- [TASK INPUTS]
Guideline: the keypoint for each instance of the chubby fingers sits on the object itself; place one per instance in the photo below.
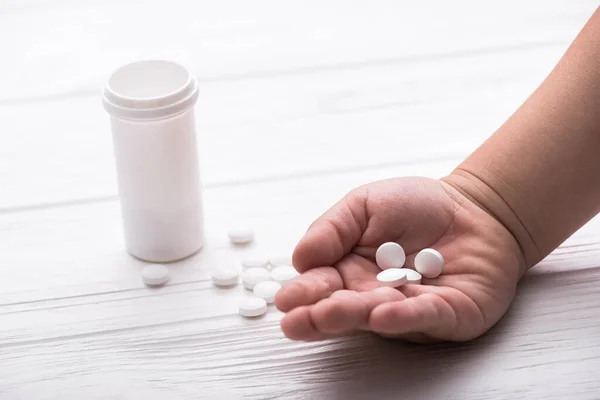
(308, 288)
(426, 313)
(342, 313)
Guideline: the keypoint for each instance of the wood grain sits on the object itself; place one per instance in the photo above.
(301, 101)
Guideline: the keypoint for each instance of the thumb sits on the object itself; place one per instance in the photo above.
(333, 234)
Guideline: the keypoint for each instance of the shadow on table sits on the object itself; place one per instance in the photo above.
(380, 369)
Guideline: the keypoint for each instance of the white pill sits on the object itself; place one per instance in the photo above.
(155, 274)
(280, 260)
(412, 276)
(429, 263)
(393, 277)
(267, 290)
(252, 276)
(225, 276)
(390, 255)
(252, 307)
(284, 274)
(255, 263)
(241, 234)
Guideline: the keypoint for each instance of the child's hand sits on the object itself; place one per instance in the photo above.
(338, 294)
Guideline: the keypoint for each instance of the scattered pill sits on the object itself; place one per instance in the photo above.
(225, 276)
(390, 255)
(283, 274)
(393, 277)
(267, 290)
(155, 274)
(412, 276)
(241, 234)
(252, 276)
(252, 307)
(255, 263)
(429, 263)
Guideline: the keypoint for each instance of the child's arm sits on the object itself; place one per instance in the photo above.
(539, 174)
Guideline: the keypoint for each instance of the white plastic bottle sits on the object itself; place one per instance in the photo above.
(151, 104)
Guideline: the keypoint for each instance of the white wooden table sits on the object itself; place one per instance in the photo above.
(300, 102)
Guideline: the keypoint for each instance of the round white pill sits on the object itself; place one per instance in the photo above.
(252, 276)
(241, 234)
(390, 255)
(225, 276)
(252, 307)
(412, 276)
(393, 277)
(255, 263)
(429, 263)
(267, 290)
(283, 274)
(155, 274)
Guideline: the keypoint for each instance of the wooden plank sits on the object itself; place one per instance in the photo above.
(68, 49)
(61, 151)
(76, 321)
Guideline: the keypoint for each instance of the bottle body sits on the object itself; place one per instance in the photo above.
(159, 186)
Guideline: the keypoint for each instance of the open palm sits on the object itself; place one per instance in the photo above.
(337, 292)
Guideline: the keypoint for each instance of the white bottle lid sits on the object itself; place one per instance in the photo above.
(150, 89)
(154, 135)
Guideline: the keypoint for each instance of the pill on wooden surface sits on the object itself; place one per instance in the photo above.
(267, 290)
(225, 276)
(429, 263)
(252, 307)
(283, 274)
(253, 276)
(241, 234)
(155, 274)
(393, 277)
(390, 255)
(412, 276)
(280, 260)
(255, 262)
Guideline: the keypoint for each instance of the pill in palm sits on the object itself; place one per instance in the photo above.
(155, 274)
(283, 274)
(267, 290)
(252, 276)
(225, 276)
(390, 255)
(412, 276)
(429, 263)
(241, 234)
(252, 307)
(393, 277)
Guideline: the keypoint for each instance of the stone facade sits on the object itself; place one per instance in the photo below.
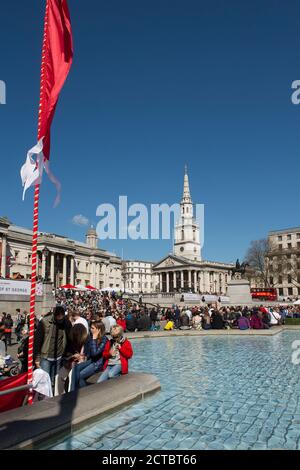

- [PROMPT]
Reproduce all of the rows above word for word, leaving out the pictures.

- [COMPLETE ANSWER]
Guideline: the keypoint for each instance of the chubby fingers sits on the object itself; place one per instance in the photo below.
(308, 288)
(426, 313)
(342, 313)
Guideline: the keypoint for each instance of the wood grain sits on the object itself; place one per instance in the photo above.
(301, 101)
Guideline: the keypoint for each instance of the thumb sits on the object itself; place one per instance in the photo above.
(333, 234)
Guideline: the keypoint for each instance of the shadow on table sits on the object itself; place one per instance in the photo above.
(380, 369)
Guideline: the keypoint for each instance of the white pill sits on the object itself; place one per instance in the photo above.
(155, 274)
(280, 260)
(412, 276)
(429, 263)
(393, 277)
(267, 290)
(252, 276)
(225, 276)
(390, 255)
(252, 307)
(284, 274)
(255, 263)
(241, 234)
Guideline: the keypoint for each instance of the child's hand sits on the object itself; place one per instance in the photo above.
(338, 294)
Guideline: the keypoint for each instance of the scattered pill sits on the object itself; place one per instance in the photo above.
(225, 276)
(390, 255)
(283, 274)
(393, 277)
(267, 290)
(155, 274)
(412, 276)
(241, 234)
(252, 276)
(252, 307)
(255, 263)
(429, 263)
Guideline: the keypoint for each instance of the child's arm sits on the object itself; place one per instance in the photo above.
(539, 174)
Guideline: the keypoint for each instance of the white plastic bottle sits on the object itself; place one per instance in the photo above.
(151, 104)
Guideline: the keypoint for each instance of the white wooden table sits on the object itself; place one per instance in the photo above.
(300, 102)
Guideline: the keypoint for each instance of the round white pill sits on the object itself; place one per instance in the photo above.
(252, 276)
(241, 234)
(390, 255)
(225, 276)
(252, 307)
(412, 276)
(393, 277)
(255, 263)
(429, 263)
(267, 290)
(283, 274)
(155, 274)
Guideline: the keypoint for each instance of the wooden plank sits on the object itself; place one per instance in the photo above.
(68, 49)
(61, 151)
(76, 321)
Guideline: the keypoint for each instance of the bottle body sits on the object itself; place one per instance in the photo above.
(159, 186)
Guideline: the keypoint for each instance of the open palm sits on the object itself; place one per instance in the photo above.
(337, 292)
Guideline: the keypoint for each instance of the white bottle lid sits on the object itself; place one per instance in the photo above.
(150, 89)
(154, 135)
Guideline: the keypoint for each instance of the pill on wooden surface sits on the object itself; place one per instance in the photo above.
(267, 290)
(225, 276)
(429, 263)
(252, 307)
(283, 274)
(253, 276)
(241, 234)
(155, 274)
(393, 277)
(390, 255)
(412, 276)
(280, 260)
(255, 262)
Guideline: the keypoint for each instance of the pill in palm sits on the object itself; place one per instance in the photo above.
(155, 274)
(283, 274)
(267, 290)
(252, 276)
(225, 276)
(390, 255)
(412, 276)
(429, 263)
(241, 234)
(252, 307)
(393, 277)
Guideline: the keypoint for each instance of the stone facade sits on the object itself; place one per instance in the photo below.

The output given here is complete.